Your instructions - Look below for the line with "[indicate] rocket body", then repeat it and all lines after it, exactly, minus any pictures.

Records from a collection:
********************

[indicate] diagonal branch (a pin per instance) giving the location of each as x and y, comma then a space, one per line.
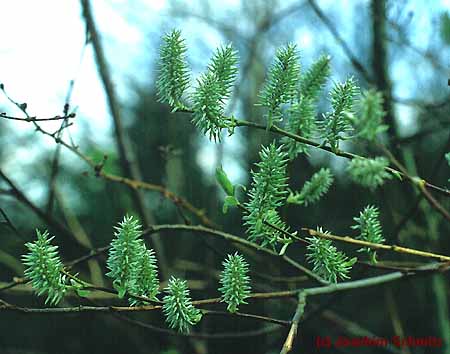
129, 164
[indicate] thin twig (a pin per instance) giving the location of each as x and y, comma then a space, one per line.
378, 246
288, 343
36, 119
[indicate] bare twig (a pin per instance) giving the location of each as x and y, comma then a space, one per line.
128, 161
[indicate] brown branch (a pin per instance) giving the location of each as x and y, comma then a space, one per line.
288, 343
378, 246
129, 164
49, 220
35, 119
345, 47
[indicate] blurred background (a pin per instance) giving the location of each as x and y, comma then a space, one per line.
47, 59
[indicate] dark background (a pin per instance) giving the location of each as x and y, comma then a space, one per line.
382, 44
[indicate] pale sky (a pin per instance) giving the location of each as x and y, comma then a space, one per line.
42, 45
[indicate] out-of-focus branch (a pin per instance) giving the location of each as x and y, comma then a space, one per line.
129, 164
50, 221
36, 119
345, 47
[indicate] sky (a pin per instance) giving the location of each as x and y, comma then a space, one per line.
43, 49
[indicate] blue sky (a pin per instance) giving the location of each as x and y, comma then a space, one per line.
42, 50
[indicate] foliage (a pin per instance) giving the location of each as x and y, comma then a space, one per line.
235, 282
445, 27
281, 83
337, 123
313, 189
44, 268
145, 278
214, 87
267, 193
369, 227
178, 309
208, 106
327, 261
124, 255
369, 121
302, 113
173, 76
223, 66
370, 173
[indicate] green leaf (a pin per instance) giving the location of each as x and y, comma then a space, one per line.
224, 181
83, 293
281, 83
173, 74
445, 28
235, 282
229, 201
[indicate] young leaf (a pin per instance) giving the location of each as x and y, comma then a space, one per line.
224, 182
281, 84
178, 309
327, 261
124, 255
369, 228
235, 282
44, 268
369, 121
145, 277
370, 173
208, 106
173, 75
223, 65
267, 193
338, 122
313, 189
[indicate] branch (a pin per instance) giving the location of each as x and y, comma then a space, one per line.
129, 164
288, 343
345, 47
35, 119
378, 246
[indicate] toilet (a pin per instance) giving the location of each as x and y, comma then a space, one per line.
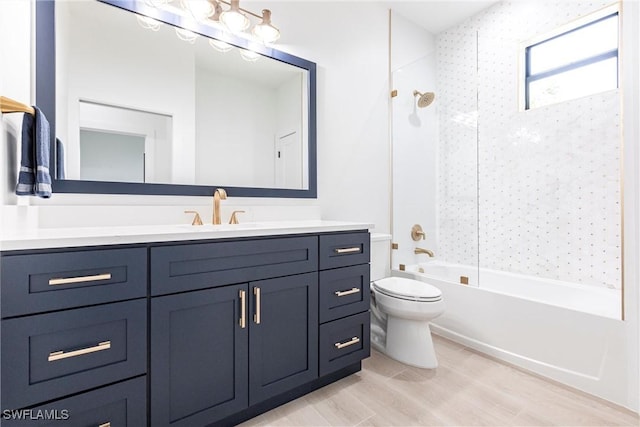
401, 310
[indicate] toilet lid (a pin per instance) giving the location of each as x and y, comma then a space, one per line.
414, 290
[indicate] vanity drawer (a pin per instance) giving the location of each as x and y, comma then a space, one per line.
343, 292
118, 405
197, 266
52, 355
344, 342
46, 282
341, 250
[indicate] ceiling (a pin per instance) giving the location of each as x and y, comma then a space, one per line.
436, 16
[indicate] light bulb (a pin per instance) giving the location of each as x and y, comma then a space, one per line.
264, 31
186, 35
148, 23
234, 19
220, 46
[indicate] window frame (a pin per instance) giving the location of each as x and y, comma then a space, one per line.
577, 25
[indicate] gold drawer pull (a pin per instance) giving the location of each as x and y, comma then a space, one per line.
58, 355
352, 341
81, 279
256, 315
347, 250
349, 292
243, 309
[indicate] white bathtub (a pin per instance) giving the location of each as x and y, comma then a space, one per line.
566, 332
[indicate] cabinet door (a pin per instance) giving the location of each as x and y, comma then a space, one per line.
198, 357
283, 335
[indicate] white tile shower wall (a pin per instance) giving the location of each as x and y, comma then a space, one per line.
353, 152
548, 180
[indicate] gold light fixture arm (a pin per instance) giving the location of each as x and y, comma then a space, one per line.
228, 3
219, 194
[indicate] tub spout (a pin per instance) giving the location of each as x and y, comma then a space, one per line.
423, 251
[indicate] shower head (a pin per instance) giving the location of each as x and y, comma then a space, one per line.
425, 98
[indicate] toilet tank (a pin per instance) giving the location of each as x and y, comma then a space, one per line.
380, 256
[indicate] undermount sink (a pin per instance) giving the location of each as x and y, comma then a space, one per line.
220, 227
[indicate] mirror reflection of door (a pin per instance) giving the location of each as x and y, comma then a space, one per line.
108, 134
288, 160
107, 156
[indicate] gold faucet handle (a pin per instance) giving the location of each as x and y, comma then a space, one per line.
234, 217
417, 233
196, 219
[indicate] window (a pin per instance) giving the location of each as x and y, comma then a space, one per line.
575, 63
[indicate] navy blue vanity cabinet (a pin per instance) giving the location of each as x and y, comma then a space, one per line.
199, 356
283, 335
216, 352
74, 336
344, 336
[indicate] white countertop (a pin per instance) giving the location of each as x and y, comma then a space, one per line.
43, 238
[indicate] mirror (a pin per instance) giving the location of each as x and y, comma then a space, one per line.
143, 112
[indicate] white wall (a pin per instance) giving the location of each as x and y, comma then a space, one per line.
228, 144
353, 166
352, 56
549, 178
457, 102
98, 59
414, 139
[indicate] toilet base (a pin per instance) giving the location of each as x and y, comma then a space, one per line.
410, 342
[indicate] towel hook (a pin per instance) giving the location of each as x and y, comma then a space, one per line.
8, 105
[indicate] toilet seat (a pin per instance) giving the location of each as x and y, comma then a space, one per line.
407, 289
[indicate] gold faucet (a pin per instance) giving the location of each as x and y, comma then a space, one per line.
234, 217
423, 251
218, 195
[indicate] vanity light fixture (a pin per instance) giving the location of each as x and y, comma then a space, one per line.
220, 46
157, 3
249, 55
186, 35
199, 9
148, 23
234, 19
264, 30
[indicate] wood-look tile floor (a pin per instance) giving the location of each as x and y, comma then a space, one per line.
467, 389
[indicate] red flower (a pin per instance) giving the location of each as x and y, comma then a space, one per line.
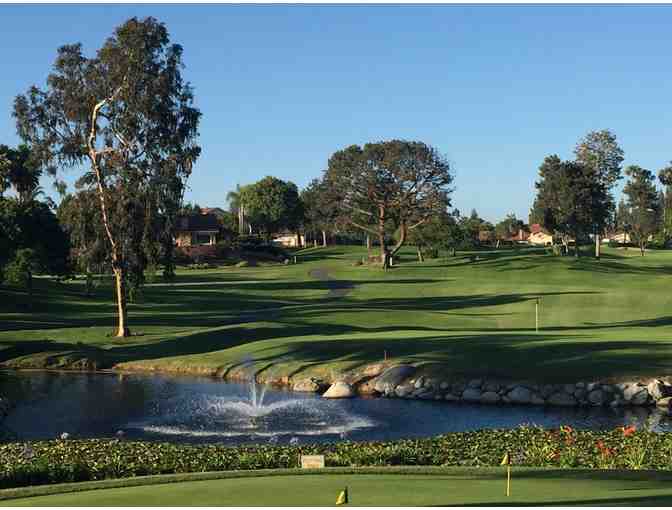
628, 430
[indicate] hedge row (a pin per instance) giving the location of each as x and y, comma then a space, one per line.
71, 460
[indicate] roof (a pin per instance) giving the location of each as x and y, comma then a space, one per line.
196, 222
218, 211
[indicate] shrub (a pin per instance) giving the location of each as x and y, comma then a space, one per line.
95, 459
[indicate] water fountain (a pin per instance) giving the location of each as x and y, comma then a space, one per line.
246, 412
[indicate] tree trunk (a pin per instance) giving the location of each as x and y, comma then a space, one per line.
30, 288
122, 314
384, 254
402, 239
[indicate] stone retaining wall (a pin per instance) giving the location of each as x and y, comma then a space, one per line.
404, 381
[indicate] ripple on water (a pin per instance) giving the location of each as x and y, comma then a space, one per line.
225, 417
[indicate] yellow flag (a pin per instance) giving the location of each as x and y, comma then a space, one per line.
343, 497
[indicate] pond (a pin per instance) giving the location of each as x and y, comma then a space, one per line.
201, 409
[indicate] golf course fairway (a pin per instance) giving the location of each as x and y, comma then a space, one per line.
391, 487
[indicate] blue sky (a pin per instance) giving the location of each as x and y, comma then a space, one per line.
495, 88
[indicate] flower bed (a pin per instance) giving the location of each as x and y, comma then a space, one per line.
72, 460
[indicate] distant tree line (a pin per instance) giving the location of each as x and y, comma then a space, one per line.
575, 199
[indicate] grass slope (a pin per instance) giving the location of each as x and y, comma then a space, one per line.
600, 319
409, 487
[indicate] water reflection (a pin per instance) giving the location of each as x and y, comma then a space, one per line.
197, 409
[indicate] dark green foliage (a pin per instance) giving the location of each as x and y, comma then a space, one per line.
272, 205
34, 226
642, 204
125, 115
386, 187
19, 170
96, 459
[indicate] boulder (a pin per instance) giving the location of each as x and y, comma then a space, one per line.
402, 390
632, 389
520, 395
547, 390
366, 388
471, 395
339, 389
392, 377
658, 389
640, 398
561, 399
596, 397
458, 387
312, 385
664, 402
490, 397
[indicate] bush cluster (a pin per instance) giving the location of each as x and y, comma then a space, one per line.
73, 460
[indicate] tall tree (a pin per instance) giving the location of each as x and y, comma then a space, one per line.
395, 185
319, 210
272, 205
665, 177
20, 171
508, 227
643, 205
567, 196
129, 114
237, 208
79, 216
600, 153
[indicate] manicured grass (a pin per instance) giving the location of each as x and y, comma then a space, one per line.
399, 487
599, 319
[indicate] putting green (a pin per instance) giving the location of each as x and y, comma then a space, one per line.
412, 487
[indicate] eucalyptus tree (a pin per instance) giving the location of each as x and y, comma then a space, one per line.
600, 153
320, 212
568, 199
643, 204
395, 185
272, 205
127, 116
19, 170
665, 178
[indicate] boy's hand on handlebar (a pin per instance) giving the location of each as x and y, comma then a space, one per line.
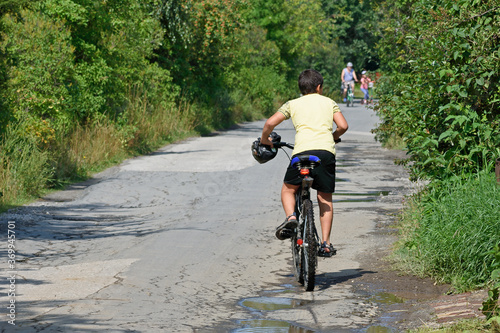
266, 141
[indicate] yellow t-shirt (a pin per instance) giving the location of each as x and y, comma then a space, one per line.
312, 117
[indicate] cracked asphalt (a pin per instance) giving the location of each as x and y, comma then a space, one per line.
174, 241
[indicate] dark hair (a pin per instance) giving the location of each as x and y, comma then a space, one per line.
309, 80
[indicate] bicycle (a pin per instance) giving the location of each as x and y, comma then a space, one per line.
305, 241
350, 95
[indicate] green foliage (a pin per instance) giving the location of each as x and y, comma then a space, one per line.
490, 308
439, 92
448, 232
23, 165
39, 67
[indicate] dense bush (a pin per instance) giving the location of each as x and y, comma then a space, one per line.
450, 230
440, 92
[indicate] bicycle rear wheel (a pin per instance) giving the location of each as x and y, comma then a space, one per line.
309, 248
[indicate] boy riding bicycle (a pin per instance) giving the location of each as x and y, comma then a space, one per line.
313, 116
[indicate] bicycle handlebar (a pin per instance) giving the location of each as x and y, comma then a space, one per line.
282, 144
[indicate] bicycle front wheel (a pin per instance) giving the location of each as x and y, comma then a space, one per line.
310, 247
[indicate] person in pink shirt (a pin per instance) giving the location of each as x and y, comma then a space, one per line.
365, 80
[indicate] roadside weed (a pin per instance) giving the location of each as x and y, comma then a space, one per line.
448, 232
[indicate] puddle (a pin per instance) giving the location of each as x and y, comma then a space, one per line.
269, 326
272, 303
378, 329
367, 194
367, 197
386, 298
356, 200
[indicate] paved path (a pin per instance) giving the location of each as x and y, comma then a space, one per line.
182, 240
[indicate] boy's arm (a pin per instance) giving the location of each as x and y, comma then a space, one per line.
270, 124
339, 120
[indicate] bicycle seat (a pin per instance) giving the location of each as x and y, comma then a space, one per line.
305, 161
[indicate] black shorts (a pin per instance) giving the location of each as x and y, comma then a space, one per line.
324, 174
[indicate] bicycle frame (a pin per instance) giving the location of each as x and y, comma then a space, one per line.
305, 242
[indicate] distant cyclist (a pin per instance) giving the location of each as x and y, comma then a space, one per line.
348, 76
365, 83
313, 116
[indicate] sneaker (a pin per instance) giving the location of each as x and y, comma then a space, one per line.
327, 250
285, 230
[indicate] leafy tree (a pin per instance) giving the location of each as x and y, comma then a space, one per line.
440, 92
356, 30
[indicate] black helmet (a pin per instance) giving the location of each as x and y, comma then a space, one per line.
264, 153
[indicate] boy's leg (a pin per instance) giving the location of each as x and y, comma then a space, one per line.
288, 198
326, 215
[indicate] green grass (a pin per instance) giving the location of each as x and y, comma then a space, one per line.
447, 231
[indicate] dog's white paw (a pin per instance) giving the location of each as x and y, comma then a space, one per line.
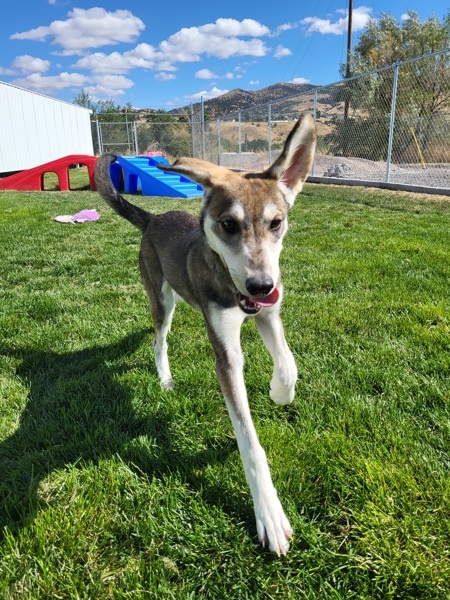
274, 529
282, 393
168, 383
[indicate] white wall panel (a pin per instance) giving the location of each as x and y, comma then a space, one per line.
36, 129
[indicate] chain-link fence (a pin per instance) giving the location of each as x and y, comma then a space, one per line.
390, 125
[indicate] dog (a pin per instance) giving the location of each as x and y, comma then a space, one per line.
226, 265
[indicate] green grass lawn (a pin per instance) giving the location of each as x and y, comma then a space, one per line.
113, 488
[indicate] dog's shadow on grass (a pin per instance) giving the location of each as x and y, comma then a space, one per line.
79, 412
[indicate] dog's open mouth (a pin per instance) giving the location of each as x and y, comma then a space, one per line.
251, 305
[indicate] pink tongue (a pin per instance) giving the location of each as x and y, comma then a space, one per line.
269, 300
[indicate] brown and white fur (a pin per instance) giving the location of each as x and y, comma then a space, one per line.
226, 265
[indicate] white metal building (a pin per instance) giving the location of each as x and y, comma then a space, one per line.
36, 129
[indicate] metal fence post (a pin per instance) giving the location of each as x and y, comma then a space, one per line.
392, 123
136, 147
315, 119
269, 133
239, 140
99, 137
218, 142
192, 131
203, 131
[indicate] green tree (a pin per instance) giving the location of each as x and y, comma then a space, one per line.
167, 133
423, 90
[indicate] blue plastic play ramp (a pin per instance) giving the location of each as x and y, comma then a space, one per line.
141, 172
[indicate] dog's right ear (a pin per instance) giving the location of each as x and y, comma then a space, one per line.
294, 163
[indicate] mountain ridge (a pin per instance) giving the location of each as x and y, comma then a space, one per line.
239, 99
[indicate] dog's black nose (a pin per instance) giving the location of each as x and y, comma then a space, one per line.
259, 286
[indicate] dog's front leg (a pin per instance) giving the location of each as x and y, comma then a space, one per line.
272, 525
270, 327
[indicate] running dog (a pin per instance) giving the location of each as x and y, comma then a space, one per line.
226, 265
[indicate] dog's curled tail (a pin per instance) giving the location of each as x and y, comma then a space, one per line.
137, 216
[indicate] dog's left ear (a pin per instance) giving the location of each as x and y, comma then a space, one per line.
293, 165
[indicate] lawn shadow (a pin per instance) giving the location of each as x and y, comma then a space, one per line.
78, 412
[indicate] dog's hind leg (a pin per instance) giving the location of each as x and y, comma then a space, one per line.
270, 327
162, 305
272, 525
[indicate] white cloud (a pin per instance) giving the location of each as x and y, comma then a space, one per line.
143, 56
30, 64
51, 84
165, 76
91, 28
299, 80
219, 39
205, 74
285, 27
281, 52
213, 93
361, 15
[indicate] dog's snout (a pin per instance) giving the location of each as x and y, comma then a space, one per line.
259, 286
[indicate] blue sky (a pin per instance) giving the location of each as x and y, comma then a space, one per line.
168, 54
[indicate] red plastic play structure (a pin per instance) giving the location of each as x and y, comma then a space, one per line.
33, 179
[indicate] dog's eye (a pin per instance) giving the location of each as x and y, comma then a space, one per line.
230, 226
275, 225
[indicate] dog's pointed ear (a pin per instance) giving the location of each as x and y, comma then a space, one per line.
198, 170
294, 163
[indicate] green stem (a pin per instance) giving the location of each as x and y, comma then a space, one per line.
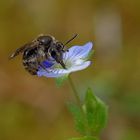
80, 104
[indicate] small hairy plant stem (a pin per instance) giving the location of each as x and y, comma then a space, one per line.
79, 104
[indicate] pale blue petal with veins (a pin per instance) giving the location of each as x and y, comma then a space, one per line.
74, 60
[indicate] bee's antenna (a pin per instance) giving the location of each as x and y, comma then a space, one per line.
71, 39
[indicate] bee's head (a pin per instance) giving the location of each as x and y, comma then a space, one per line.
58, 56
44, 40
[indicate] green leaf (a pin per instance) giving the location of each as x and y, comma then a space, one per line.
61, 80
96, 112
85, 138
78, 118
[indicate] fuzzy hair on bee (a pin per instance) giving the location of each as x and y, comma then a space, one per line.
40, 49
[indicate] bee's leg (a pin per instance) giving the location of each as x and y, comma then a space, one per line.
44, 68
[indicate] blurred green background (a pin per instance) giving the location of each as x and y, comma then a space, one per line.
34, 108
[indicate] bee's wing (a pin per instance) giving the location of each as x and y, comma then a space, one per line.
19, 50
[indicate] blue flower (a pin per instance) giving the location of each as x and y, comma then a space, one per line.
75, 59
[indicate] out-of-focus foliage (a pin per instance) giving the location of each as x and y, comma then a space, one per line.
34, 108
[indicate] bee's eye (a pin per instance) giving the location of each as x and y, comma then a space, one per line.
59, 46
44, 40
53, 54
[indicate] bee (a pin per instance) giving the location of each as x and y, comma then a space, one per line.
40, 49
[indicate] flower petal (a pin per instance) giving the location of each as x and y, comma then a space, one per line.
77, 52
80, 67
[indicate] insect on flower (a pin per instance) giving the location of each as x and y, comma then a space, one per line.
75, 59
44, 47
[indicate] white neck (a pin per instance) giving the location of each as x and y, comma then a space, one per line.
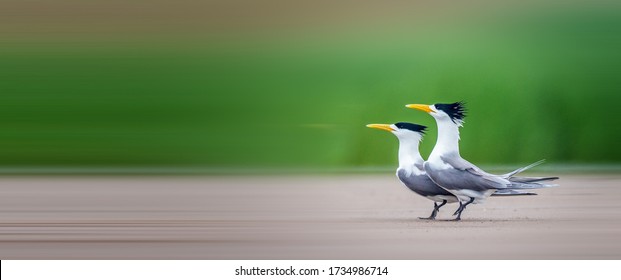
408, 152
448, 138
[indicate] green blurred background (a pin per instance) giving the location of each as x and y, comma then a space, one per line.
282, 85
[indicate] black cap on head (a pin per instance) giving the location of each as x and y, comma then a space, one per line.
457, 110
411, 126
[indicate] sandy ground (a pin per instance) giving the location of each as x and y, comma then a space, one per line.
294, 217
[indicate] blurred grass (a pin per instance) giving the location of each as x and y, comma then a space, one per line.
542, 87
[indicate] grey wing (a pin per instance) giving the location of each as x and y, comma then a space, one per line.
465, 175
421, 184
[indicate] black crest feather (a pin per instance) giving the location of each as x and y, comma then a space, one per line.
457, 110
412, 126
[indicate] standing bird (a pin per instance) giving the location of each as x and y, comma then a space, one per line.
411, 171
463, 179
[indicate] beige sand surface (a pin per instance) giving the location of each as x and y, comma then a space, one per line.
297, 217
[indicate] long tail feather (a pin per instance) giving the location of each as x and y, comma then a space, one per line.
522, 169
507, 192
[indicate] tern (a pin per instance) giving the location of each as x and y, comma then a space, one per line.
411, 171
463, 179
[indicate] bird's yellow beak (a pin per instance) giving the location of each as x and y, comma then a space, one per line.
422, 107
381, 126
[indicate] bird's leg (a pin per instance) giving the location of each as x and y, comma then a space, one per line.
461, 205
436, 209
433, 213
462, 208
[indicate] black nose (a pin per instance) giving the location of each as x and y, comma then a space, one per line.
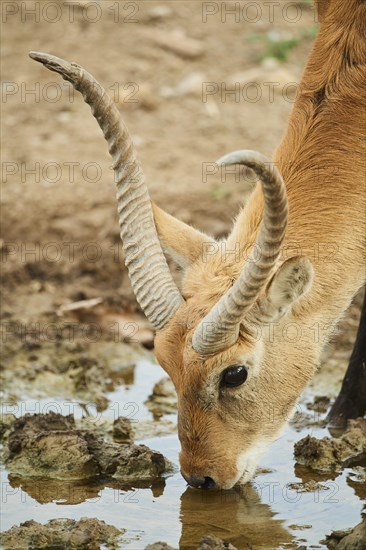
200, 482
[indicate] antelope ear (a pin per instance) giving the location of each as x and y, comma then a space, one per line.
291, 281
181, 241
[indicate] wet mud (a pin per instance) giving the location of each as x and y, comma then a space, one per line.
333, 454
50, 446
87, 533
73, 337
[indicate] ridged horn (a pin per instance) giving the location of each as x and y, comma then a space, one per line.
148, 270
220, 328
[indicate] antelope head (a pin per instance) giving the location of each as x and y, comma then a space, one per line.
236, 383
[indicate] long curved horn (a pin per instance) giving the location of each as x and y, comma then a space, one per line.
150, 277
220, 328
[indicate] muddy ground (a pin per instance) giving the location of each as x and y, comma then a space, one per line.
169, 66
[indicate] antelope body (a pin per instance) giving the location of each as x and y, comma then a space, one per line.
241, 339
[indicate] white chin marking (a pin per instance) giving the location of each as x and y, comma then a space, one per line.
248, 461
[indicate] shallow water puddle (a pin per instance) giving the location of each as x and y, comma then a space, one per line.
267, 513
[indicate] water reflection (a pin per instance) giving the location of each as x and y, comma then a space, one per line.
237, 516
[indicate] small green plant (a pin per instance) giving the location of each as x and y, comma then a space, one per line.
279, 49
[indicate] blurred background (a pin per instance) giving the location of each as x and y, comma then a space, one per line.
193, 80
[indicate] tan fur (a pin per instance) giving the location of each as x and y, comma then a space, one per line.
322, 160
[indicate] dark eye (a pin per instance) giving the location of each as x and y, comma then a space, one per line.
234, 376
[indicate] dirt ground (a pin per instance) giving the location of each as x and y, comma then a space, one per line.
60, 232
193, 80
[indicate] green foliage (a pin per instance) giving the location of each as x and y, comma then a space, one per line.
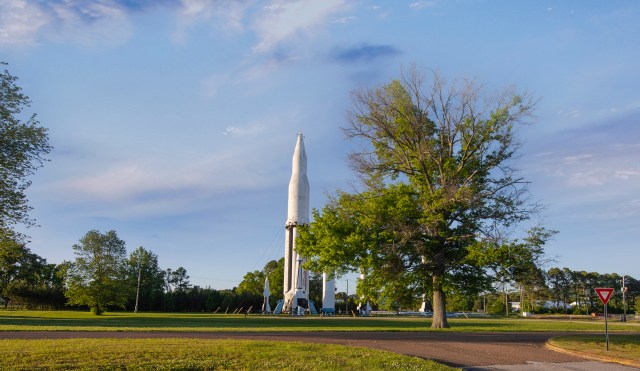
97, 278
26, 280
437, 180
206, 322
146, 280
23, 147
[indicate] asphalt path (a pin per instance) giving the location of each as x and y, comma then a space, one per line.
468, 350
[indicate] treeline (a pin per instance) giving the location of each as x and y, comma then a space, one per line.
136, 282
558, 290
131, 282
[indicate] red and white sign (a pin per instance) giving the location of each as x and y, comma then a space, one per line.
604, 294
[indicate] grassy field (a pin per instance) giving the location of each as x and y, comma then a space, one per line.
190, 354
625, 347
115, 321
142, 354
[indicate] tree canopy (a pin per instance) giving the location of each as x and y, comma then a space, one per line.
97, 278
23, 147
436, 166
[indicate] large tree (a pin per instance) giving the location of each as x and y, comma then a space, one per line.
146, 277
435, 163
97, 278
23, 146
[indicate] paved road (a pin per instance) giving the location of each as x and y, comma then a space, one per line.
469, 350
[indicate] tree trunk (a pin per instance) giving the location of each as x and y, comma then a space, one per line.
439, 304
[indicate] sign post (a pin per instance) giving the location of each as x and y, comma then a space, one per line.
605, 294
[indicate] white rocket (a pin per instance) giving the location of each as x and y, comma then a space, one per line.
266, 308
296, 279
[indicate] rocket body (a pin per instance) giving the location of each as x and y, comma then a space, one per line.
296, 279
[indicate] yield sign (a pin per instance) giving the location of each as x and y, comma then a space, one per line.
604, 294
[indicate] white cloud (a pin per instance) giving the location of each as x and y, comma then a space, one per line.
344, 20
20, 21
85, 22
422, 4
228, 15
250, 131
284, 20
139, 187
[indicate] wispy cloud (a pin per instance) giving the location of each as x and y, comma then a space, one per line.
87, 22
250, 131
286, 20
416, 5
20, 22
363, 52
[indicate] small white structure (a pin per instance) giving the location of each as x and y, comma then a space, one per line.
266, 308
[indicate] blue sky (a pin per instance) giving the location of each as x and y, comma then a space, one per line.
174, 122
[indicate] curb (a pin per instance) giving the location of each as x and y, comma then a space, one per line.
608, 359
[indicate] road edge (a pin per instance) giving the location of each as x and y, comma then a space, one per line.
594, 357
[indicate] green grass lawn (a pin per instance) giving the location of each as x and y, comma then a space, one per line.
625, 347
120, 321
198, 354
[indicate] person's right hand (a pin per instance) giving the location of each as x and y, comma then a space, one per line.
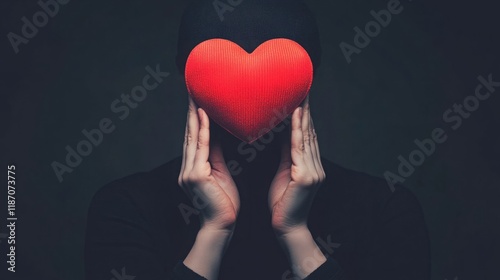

********************

Reply to the exercise -
[indicate] rocket body (a pin per instance) giving the location of each as x and y, comma then a space, one per line.
296, 279
[indicate] yield sign (a pin per instance) giving the location of each as x and y, comma then a space, one per line.
604, 294
[indicate] white cloud (a pin per instance) giving the location of each as x and y, comma then a space, one per line.
344, 20
20, 21
85, 22
422, 4
228, 15
250, 131
284, 20
139, 187
[indicate] wispy cloud (a pin per instance) giving the location of each as x and y, comma then a space, one per line.
87, 22
250, 131
286, 20
416, 5
20, 22
363, 52
[indicate] small white structure (a pin per instance) giving the location of each as x and y, comma then a space, one per line.
266, 308
[indicate] blue sky (a pin per instance) giving the location of each as x and y, comma then a space, one per line.
174, 122
[indicate] curb (a pin per instance) giving the location of each as x and y, comma then a space, one per line.
608, 359
[indicate] road edge (a pin per instance) giving the location of each as x and y, comma then a space, one per line.
594, 357
[indicate] green grass lawn (a pin per instance) giving the location of each as x and y, comma then a space, one per line.
625, 347
120, 321
198, 354
[indicate] person's right hand (a pin per instance) giving the location of each as x and y, comma then a space, one per line.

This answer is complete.